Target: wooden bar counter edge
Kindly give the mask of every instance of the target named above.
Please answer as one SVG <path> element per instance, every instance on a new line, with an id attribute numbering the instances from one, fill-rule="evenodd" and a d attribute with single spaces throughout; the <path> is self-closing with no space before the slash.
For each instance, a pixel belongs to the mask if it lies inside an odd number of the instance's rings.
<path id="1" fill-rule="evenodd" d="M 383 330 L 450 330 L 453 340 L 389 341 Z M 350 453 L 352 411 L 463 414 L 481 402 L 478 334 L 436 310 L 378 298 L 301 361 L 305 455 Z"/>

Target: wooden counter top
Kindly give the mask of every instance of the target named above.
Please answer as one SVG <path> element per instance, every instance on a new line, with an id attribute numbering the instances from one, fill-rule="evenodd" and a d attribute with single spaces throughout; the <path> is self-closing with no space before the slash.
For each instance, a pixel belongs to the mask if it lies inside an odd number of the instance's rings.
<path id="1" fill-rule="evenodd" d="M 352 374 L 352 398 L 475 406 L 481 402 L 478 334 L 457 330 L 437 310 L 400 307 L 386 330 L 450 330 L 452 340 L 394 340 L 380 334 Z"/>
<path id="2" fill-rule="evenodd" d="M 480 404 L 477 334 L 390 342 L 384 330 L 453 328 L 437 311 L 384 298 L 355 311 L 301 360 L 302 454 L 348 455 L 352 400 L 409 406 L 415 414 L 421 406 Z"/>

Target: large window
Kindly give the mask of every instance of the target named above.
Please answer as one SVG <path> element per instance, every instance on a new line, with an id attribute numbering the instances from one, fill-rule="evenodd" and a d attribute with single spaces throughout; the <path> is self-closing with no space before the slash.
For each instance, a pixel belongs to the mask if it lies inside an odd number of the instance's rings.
━━━━━━
# [Given request]
Please repeat every row above word for word, in the same order.

# [Exercise answer]
Target: wooden bar counter edge
Kindly give the mask of every instance of the target named above.
Please answer as one SVG <path> element per instance, every instance on a new line, with an id attribute numbering the instances from one, fill-rule="evenodd" and a d attribute with single spaces throughout; the <path> is self-closing with no space before the slash.
For each instance, a pixel belongs to the mask if it lies inside an odd number of the instance's rings.
<path id="1" fill-rule="evenodd" d="M 383 330 L 450 330 L 453 340 L 389 341 Z M 350 453 L 352 411 L 463 414 L 481 402 L 478 334 L 436 310 L 378 298 L 301 361 L 305 455 Z"/>

Target: wooden counter top
Kindly give the mask of every instance of the target named above.
Please answer as one SVG <path> element per instance, every instance on a new line, with an id attribute numbering the instances from one, fill-rule="evenodd" and a d attribute with single spaces throughout; the <path> is self-closing with no space before the slash.
For each instance, a pixel belongs to the mask if it lies inside an odd number of the instance's rings.
<path id="1" fill-rule="evenodd" d="M 352 374 L 352 398 L 475 406 L 481 402 L 478 334 L 457 330 L 437 310 L 400 307 L 386 330 L 450 330 L 452 340 L 394 340 L 380 334 Z"/>
<path id="2" fill-rule="evenodd" d="M 480 404 L 477 334 L 390 342 L 384 330 L 453 328 L 437 311 L 384 298 L 355 311 L 301 360 L 302 454 L 348 455 L 352 400 L 409 406 L 415 414 L 421 406 Z"/>

Target: large window
Kindly give the mask of every instance of the target named above.
Please answer as one SVG <path> element per instance, every instance on a new line, with an id attribute numbering the instances from one, fill-rule="evenodd" and a d attribute with single spaces throughout; the <path> is self-closing with no space before the slash.
For each instance, a pixel belongs to the mask if it lies inside an odd number of the instance's rings.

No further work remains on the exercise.